--- Work to be completed ---
Copy all lines below exactly as written. Leave pictures out.

--- Image point grounding data ---

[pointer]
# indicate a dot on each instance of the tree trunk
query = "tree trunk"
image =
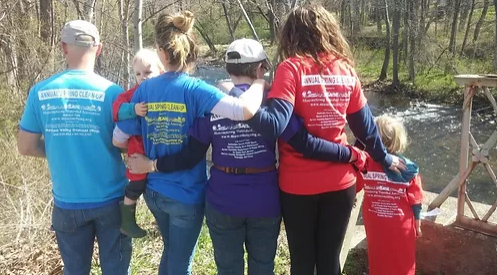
(230, 29)
(481, 20)
(412, 37)
(45, 21)
(495, 40)
(89, 9)
(453, 33)
(468, 27)
(200, 28)
(123, 17)
(377, 15)
(465, 7)
(386, 60)
(407, 30)
(397, 12)
(137, 24)
(252, 29)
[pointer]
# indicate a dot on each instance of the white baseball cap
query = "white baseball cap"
(249, 51)
(80, 33)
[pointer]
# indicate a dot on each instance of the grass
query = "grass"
(27, 246)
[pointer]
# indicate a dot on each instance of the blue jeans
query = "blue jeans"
(229, 234)
(76, 230)
(180, 226)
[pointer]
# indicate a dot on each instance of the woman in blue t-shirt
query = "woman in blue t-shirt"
(175, 100)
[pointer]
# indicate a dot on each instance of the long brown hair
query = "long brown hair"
(174, 35)
(311, 31)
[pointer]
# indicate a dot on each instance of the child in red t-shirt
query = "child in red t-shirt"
(391, 206)
(146, 65)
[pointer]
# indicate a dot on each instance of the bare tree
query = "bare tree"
(468, 26)
(453, 33)
(484, 11)
(386, 59)
(228, 23)
(397, 11)
(137, 25)
(495, 40)
(123, 17)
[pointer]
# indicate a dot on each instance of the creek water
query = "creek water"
(434, 132)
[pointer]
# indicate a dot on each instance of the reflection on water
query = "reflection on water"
(434, 132)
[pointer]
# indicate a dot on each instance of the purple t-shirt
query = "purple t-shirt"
(235, 144)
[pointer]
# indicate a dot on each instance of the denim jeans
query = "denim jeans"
(229, 234)
(76, 230)
(180, 225)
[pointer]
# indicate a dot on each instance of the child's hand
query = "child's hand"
(141, 109)
(417, 225)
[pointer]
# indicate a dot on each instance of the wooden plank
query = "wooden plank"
(476, 80)
(464, 156)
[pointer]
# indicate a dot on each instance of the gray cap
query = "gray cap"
(80, 33)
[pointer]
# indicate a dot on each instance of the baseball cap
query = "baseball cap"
(248, 51)
(80, 33)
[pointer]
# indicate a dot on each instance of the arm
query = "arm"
(187, 158)
(272, 119)
(211, 100)
(297, 136)
(415, 197)
(126, 111)
(120, 139)
(29, 138)
(31, 144)
(364, 128)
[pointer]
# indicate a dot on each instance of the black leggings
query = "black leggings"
(315, 226)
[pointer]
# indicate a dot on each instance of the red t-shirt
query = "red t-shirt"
(389, 221)
(323, 98)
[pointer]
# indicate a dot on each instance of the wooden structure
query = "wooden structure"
(479, 155)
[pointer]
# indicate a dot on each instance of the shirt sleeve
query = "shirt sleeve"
(286, 80)
(126, 111)
(202, 131)
(311, 147)
(30, 120)
(205, 97)
(415, 191)
(357, 98)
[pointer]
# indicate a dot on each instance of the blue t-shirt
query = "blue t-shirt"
(235, 144)
(73, 111)
(175, 101)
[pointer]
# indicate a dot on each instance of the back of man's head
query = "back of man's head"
(243, 56)
(80, 38)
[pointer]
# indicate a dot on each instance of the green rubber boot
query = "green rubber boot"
(128, 222)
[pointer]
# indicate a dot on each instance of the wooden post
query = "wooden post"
(464, 157)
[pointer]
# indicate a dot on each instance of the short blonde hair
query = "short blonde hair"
(393, 134)
(148, 57)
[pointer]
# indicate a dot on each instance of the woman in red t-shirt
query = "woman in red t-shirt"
(317, 81)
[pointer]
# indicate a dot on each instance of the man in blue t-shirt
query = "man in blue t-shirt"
(68, 120)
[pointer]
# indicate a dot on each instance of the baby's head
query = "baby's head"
(392, 133)
(246, 58)
(146, 64)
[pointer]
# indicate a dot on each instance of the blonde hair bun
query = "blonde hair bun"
(183, 21)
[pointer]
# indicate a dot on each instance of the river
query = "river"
(434, 133)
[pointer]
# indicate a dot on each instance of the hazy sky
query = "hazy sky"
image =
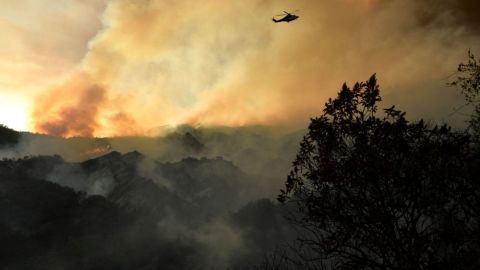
(122, 67)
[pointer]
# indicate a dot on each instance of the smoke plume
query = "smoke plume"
(157, 63)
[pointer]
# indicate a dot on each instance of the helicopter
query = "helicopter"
(287, 17)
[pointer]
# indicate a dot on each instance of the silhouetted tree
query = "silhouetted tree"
(468, 80)
(380, 192)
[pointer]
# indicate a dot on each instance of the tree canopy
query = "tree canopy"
(375, 191)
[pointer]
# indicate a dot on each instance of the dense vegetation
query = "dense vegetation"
(375, 191)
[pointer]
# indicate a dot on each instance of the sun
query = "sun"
(14, 113)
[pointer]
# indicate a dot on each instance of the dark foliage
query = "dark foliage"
(468, 81)
(380, 192)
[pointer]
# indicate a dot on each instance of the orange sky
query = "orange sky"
(122, 67)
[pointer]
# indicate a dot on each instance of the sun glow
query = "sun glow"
(14, 113)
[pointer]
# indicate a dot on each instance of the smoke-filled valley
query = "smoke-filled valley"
(181, 134)
(193, 199)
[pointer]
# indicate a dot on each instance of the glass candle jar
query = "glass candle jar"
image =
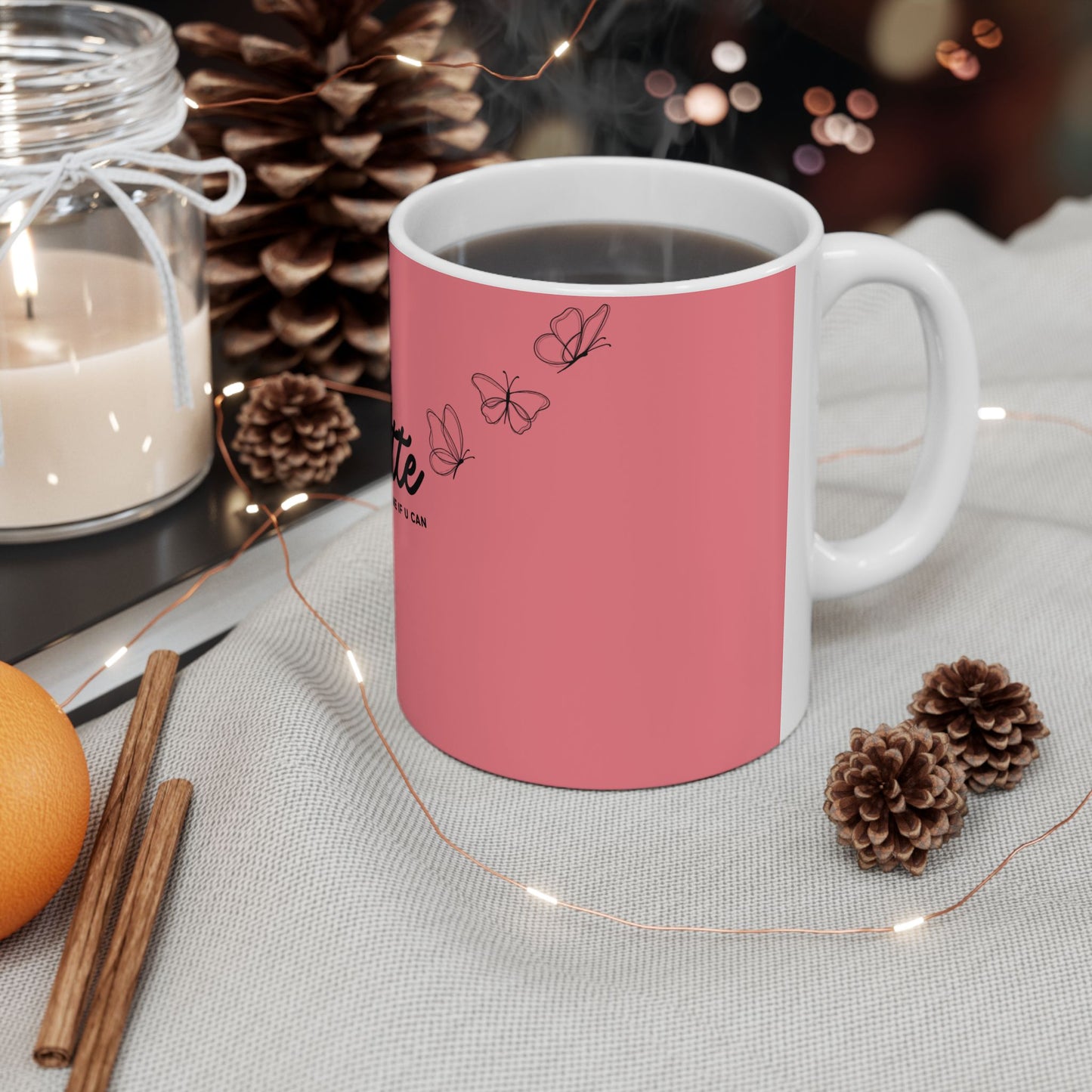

--- Answer ---
[pointer]
# indicate a dot on each instance of the tree trunk
query = "tree trunk"
image =
(230, 29)
(481, 20)
(412, 37)
(45, 21)
(495, 40)
(89, 9)
(453, 33)
(468, 27)
(200, 28)
(123, 17)
(377, 15)
(465, 7)
(386, 60)
(407, 30)
(397, 12)
(137, 24)
(252, 29)
[pointer]
# indicate a dot on each instance of the white baseball cap
query = "white baseball cap"
(249, 51)
(80, 33)
[pointer]
# indicate a dot on each instance of the grass
query = "grass"
(27, 246)
[pointer]
# indicate a dot on each instance of the blue jeans
query = "blue jeans"
(229, 234)
(76, 230)
(180, 226)
[pointer]
# indicate a dot on each instance of the woman in blue t-shirt
query = "woman in blue t-shirt"
(175, 100)
[pointer]
# indicate a dot on each instance of the long brown hair
query = "long brown hair"
(174, 35)
(311, 31)
[pointer]
# indicate a dot on each instance of the child in red t-shirt
query = "child in red t-shirt"
(391, 206)
(146, 65)
[pointer]
# indicate a dot on each instance of the bare tree
query = "bare tree"
(468, 26)
(453, 33)
(484, 11)
(386, 59)
(228, 23)
(397, 11)
(137, 25)
(495, 40)
(123, 17)
[pointer]
# indicate a dot on each instance of the creek water
query = "creek water"
(434, 132)
[pointer]
# indicate a dot on each instance of the reflection on water
query = "reflection on water"
(434, 132)
[pointer]
# indicate a dot on each instance of the purple t-shirt
query = "purple t-shirt"
(235, 144)
[pointer]
# indicate a dot on each instance of the denim jeans
query = "denim jeans"
(229, 234)
(76, 230)
(180, 225)
[pointer]
# indicate a dot on each instance of the child's hand
query = "child's hand"
(141, 109)
(417, 225)
[pointer]
# indicate a dot on each instance of the wooden plank
query = "wooden plank"
(476, 80)
(464, 156)
[pointer]
# indicate a dot on each instance of the gray cap
query = "gray cap"
(80, 33)
[pointer]
# indicate a dot on each instance of the baseball cap
query = "baseball cap"
(248, 51)
(80, 33)
[pointer]
# indicate a dot on each instance of the arm
query = "arm"
(187, 158)
(272, 119)
(211, 100)
(297, 136)
(415, 197)
(126, 111)
(120, 139)
(29, 138)
(31, 144)
(364, 128)
[pointer]
# indicate a dot on each instance of the black leggings
query = "black leggings"
(315, 226)
[pointer]
# indicate a dot on each instance of the red t-shirt
query = "red t-shirt"
(389, 221)
(323, 98)
[pointer]
# indicate a dot on each instance of the wooden structure
query = "wooden structure"
(479, 155)
[pointer]
# indicate a dot on each instance of the shirt sleeve
query = "shirt sleeve"
(286, 80)
(126, 111)
(202, 131)
(311, 147)
(30, 120)
(205, 97)
(415, 191)
(357, 98)
[pointer]
# indicate a dot on each instance of the blue t-shirt
query = "blue t-shirt"
(235, 144)
(73, 111)
(175, 101)
[pointer]
# indicate a dot on each instance of the back of man's head
query = "back of man's head"
(243, 56)
(80, 38)
[pointer]
# indicate a dot on each instance of the green rubber boot
query = "green rubber boot"
(128, 222)
[pointer]
# indicate a dot on each instance of the wooden post
query = "wooden post"
(464, 157)
[pointer]
# indicate a dot on each instance of the short blonde hair
query = "short blonde hair"
(393, 134)
(148, 57)
[pointer]
# indicate a dot on each instance of the woman in red t-shirt
query = "woman in red t-shirt"
(317, 81)
[pointer]
# indicate a dot on each instance of the man in blue t-shirt
query = "man in blue t-shirt"
(68, 120)
[pointer]
# indicate a dot on each instance of the baby's head
query = "baby's head"
(392, 133)
(246, 58)
(146, 64)
[pointer]
# indicate a dot on each instance of the blonde hair bun
query = "blonde hair bun"
(183, 21)
[pointer]
# indicate a dot on each instance of the river
query = "river"
(434, 133)
[pointer]
# indicate a dot on each instance of the hazy sky
query = "hazy sky"
image =
(122, 67)
[pointer]
# indicate a dot on each instance of the smoke plume
query = "smoke plume"
(157, 63)
[pointer]
# indicate a dot on each instance of the helicopter
query = "helicopter"
(287, 17)
[pointer]
# indicate a dot on each instance of the silhouetted tree
query = "silhouetted tree"
(468, 80)
(380, 192)
[pointer]
# indicate a dot on each instance of the tree canopy
query = "tree canopy"
(375, 191)
[pointer]
# indicate a dot on each instance of the dense vegetation
query = "dense vegetation"
(375, 191)
[pointer]
# indicate a dot on each instance of the sun
query = "sun"
(14, 113)
[pointer]
# indicate a dot on each instance of the dark foliage
query = "dark foliage"
(468, 81)
(380, 192)
[pointer]
# indicate a dot on each instance of the orange sky
query = "orange sky"
(122, 67)
[pointer]
# indicate a dot on each instance of the sun glow
query = "sun glow"
(14, 113)
[pointer]
# indicate a dot on each instance of the smoke-filled valley
query = "smoke-filled valley"
(181, 134)
(193, 199)
[pointer]
# indicate a dot on each instance of the glass candle jar
query = "glass candle jar"
image =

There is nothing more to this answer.